Data shown =
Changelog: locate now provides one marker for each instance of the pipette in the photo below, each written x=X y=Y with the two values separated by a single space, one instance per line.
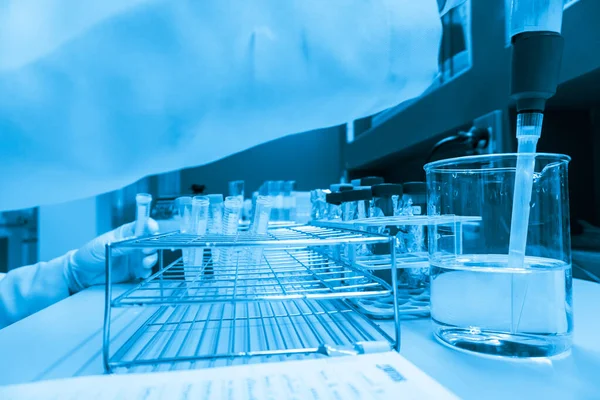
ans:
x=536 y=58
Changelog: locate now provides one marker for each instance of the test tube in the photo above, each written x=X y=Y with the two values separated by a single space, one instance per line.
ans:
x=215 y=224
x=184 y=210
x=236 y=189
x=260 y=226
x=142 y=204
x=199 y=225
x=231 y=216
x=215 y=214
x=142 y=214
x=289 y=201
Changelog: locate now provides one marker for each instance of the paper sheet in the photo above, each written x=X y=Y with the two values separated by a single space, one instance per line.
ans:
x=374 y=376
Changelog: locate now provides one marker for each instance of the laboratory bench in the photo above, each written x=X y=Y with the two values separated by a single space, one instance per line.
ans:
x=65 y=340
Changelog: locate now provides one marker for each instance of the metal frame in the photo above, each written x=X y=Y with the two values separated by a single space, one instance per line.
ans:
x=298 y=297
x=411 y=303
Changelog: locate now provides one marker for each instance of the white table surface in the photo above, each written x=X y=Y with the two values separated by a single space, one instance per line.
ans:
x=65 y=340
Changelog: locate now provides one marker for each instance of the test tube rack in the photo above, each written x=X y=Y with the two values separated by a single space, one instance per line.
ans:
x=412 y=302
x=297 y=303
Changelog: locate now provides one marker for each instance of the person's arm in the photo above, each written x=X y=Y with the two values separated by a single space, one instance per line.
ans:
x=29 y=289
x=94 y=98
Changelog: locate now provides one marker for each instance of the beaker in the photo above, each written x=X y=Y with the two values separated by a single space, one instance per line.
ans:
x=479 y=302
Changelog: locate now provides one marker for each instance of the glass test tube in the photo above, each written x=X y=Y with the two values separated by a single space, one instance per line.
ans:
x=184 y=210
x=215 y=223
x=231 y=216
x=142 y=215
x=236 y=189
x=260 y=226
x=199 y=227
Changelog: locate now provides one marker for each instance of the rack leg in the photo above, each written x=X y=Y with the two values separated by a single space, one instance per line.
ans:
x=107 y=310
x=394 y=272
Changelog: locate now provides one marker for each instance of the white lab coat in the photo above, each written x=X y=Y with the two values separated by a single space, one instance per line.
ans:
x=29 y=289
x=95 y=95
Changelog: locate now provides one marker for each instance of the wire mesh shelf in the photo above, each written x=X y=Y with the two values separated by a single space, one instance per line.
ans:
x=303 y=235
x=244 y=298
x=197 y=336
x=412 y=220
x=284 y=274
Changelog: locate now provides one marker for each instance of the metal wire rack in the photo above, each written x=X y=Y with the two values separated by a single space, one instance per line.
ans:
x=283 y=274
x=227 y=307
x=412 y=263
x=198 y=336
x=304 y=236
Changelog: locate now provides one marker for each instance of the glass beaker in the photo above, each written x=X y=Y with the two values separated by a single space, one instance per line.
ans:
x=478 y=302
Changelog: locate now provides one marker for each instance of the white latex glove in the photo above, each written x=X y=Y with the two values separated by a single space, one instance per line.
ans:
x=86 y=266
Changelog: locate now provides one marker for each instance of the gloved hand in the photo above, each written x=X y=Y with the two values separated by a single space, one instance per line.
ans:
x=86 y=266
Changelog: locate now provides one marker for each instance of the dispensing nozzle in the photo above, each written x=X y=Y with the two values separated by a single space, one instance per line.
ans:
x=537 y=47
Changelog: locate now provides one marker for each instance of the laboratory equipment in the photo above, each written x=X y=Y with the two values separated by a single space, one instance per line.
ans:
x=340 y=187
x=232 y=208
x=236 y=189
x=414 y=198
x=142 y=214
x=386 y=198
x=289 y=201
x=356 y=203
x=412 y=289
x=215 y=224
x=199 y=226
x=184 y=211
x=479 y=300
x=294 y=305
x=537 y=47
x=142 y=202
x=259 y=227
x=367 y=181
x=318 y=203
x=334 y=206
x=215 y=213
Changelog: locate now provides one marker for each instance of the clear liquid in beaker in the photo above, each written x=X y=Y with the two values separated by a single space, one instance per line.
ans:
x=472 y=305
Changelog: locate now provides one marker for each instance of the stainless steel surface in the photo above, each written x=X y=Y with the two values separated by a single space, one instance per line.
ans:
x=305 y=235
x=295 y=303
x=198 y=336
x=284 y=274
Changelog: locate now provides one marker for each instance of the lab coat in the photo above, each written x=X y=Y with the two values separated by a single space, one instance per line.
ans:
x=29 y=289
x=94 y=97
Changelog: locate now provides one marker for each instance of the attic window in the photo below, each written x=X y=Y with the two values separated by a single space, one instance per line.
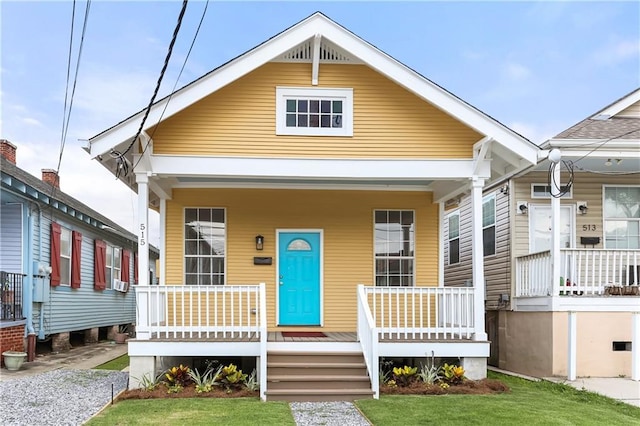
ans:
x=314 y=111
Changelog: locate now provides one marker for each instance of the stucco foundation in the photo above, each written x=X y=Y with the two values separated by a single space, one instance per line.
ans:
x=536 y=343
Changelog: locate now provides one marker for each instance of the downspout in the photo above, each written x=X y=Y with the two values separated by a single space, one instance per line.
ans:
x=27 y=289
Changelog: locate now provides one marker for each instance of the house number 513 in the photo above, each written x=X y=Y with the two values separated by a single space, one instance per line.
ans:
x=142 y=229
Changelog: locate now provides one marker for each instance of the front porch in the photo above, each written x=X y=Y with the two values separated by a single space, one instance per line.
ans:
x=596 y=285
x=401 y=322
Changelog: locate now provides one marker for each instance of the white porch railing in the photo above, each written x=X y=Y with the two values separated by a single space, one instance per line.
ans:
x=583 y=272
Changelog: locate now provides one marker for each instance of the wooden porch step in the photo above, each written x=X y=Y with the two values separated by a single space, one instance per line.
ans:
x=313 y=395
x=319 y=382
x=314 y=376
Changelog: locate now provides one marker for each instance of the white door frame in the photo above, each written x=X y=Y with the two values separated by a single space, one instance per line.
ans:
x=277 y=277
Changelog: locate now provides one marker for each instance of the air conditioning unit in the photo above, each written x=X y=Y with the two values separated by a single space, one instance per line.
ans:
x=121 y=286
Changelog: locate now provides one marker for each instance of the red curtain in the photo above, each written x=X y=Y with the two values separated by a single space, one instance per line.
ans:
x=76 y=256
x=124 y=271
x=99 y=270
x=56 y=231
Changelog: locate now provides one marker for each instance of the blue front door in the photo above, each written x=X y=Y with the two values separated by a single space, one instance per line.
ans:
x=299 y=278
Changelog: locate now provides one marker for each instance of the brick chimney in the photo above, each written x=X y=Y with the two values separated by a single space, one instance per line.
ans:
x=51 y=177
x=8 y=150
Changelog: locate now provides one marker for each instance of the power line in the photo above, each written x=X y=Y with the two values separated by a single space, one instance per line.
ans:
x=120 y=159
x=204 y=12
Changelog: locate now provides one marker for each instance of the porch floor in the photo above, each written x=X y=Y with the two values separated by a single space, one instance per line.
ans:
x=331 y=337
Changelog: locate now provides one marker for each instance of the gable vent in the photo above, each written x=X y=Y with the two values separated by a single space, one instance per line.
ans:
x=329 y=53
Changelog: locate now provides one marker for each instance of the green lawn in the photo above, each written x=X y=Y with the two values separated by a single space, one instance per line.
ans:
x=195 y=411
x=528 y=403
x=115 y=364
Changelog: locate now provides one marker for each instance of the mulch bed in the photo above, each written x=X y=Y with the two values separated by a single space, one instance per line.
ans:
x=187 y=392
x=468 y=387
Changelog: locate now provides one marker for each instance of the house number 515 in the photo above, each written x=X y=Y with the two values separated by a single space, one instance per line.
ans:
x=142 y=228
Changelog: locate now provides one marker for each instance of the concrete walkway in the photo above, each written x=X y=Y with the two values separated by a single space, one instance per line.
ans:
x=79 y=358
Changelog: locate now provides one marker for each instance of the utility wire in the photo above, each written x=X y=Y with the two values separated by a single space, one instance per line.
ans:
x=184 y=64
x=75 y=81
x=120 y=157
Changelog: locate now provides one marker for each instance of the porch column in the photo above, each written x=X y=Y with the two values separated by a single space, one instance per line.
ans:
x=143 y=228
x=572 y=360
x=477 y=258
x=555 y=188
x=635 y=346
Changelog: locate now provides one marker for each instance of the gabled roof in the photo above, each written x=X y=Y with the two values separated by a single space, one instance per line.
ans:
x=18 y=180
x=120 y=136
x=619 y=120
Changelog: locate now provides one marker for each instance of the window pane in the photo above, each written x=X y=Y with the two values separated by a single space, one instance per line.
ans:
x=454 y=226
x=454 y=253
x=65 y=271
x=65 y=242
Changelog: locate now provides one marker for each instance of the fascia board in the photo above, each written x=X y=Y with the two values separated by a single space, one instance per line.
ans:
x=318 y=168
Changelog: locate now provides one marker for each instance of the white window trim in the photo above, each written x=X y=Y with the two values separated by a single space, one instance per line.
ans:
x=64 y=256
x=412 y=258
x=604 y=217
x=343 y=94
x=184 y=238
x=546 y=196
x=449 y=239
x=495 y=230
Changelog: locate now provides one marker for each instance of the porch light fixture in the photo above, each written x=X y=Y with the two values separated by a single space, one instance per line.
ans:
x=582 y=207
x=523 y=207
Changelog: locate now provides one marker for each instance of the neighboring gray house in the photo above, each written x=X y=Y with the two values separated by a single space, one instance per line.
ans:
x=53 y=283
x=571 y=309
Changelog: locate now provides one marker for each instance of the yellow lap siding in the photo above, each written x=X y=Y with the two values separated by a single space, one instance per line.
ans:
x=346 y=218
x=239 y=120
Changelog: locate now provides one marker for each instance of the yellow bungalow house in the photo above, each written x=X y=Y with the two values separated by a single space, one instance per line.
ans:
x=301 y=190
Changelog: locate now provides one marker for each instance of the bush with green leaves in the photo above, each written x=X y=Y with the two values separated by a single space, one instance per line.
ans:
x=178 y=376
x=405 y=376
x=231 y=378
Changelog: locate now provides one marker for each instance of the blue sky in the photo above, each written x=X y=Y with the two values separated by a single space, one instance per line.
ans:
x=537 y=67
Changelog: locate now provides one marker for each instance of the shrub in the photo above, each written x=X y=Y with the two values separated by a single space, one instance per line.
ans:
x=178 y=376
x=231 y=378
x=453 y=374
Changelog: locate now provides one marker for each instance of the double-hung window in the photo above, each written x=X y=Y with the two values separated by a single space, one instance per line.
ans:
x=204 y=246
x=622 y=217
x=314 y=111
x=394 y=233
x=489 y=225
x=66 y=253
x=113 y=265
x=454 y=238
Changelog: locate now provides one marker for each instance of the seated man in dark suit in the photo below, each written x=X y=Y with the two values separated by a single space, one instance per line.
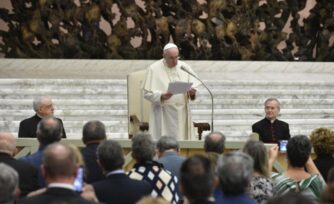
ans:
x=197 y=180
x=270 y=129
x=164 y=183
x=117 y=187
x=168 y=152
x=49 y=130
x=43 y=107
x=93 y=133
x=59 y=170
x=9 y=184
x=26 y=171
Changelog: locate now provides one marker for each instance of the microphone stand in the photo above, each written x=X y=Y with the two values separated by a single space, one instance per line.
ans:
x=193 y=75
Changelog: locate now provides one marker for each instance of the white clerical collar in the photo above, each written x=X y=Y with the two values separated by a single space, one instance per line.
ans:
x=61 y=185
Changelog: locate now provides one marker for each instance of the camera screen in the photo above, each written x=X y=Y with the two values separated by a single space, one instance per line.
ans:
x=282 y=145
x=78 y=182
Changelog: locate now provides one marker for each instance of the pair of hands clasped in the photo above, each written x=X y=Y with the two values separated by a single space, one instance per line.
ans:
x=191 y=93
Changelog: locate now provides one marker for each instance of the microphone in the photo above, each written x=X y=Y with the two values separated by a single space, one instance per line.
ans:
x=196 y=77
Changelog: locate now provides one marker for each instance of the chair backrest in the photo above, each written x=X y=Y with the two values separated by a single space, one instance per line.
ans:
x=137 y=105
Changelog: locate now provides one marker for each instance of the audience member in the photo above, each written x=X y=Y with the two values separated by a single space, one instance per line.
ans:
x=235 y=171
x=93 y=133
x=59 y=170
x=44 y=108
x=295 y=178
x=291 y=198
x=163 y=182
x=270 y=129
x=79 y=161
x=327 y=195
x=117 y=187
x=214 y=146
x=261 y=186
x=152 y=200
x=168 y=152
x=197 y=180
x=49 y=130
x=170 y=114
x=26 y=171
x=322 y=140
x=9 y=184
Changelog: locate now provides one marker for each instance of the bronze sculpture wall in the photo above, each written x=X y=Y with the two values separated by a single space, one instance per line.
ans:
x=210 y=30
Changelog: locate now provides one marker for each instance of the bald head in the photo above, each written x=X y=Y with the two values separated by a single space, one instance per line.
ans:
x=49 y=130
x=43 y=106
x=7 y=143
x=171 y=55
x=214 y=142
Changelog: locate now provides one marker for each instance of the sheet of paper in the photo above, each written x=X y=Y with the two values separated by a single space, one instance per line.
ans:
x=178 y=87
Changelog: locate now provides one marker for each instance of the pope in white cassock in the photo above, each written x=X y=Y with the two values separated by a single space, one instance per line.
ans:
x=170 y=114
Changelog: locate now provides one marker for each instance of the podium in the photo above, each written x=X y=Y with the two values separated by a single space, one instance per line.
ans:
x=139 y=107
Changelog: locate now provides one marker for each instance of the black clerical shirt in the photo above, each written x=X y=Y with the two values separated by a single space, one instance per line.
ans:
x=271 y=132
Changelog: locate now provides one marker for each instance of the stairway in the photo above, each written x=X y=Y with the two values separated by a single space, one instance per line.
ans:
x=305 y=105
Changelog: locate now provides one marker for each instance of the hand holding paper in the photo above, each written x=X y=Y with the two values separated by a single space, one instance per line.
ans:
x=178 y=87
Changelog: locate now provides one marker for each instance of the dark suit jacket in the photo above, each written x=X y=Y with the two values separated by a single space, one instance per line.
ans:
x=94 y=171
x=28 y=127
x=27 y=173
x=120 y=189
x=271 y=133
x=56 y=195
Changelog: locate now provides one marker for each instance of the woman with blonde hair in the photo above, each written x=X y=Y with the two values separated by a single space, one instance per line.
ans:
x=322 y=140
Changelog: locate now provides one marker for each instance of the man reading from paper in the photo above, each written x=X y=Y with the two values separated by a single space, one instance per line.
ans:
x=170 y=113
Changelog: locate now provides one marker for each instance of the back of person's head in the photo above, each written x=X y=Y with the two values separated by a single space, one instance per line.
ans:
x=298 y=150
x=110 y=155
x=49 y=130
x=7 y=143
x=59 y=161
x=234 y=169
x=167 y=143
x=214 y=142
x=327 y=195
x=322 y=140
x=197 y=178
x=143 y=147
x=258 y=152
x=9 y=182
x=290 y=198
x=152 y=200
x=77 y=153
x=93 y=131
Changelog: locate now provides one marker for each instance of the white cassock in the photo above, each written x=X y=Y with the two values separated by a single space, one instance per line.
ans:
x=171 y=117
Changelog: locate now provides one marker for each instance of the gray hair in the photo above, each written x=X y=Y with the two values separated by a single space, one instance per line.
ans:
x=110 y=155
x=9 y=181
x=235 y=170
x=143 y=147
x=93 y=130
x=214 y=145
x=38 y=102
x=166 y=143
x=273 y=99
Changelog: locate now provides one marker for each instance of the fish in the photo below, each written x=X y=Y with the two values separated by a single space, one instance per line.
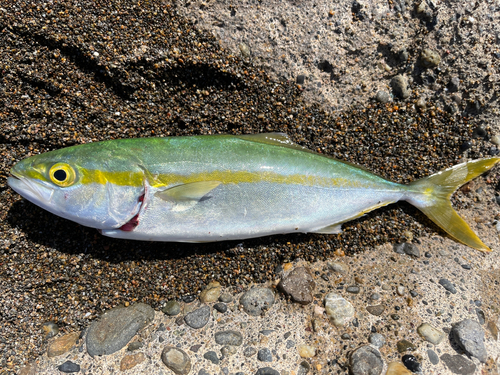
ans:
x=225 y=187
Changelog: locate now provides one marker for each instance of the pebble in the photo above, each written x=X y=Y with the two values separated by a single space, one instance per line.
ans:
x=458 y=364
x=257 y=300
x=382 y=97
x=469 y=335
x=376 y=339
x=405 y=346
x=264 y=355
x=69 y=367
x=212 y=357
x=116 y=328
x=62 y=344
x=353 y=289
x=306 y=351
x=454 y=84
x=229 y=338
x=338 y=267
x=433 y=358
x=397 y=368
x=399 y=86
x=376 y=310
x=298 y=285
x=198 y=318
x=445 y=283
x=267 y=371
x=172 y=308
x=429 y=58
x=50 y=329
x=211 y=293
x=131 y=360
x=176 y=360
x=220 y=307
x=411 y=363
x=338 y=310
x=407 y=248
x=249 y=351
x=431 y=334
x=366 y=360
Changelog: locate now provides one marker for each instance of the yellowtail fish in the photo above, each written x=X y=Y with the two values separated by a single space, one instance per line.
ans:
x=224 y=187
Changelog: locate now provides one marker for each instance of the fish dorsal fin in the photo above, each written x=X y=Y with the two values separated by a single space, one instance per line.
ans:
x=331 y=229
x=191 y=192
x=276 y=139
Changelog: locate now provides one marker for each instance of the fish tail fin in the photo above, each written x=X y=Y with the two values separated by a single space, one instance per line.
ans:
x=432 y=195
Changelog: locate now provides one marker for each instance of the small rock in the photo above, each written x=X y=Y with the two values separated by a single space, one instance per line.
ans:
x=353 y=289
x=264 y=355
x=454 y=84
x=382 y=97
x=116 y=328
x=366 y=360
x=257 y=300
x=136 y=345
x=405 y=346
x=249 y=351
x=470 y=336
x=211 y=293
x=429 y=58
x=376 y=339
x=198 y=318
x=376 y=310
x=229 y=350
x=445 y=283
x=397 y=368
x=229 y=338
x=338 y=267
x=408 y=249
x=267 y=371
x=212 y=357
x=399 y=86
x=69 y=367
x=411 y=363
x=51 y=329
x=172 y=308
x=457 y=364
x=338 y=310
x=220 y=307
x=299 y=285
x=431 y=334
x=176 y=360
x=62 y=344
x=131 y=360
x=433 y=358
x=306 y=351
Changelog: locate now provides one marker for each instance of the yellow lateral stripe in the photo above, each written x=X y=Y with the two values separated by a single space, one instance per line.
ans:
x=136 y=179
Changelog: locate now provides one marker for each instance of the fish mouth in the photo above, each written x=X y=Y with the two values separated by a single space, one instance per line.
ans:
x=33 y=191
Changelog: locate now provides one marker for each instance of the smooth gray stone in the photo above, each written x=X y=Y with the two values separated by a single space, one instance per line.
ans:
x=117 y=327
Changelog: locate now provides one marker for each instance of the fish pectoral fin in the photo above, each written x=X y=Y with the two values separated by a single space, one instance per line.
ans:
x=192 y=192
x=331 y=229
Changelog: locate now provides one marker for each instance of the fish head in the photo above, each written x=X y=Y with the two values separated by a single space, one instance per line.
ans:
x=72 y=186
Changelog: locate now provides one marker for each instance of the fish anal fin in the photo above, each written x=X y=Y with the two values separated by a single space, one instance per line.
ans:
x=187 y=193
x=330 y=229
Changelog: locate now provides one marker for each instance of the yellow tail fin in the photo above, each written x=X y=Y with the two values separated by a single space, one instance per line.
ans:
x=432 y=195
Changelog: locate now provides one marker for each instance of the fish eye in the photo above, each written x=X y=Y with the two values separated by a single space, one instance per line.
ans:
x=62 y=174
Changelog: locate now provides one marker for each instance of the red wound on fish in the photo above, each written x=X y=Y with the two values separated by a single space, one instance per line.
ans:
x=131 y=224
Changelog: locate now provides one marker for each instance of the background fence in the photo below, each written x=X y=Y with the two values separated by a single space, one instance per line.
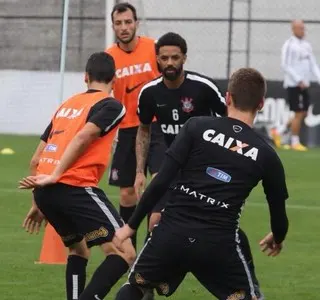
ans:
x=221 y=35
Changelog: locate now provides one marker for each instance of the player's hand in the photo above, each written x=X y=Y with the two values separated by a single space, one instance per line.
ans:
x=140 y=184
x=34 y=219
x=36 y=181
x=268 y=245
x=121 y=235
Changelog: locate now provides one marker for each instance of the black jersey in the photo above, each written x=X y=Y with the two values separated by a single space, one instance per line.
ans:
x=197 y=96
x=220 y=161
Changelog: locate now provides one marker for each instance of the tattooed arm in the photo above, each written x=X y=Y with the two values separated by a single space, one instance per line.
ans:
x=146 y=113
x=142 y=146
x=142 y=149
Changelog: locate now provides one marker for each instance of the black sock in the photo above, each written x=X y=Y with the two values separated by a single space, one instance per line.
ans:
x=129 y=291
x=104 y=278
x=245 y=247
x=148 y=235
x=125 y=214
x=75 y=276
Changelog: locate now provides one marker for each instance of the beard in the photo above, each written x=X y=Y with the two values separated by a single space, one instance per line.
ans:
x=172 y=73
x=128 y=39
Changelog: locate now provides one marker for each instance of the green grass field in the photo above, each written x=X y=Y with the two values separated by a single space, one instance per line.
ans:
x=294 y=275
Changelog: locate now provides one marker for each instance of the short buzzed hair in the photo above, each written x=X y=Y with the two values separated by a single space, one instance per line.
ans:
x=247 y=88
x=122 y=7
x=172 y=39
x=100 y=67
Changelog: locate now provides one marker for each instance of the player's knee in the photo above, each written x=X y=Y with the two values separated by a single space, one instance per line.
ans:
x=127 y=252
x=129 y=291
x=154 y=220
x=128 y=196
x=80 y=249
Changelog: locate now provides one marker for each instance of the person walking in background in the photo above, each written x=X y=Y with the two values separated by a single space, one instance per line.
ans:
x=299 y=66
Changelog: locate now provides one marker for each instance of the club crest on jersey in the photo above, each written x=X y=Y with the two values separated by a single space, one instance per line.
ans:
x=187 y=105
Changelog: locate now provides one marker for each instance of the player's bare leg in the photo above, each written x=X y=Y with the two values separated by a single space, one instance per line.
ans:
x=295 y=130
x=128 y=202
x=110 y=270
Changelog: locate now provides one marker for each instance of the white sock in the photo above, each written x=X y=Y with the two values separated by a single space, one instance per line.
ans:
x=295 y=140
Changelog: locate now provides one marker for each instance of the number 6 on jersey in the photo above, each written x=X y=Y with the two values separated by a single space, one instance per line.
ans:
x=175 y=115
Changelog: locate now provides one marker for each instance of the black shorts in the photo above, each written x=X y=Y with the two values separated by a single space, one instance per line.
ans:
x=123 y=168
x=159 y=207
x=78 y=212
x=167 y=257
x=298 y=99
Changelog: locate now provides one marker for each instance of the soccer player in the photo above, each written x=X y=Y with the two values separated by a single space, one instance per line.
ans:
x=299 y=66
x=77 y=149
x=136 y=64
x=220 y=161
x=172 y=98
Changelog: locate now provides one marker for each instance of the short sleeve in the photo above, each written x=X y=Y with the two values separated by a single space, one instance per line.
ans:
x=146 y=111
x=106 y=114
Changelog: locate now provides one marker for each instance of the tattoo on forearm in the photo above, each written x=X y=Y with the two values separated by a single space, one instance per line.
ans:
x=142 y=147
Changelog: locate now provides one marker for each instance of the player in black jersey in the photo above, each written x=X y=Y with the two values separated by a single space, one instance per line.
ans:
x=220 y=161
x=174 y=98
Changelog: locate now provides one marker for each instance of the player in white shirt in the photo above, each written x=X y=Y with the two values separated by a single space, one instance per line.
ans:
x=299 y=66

The request =
Please print the lines of the listing above, from the line that contains "the white door" through the line that contains "x=277 y=277", inclusive, reproducing each one exactly.

Reply to the exercise =
Changelog: locate now provides one marker for each instance of the white door frame in the photo above, each written x=X y=Y with the two values separated by a single space, one instance per line.
ans:
x=277 y=277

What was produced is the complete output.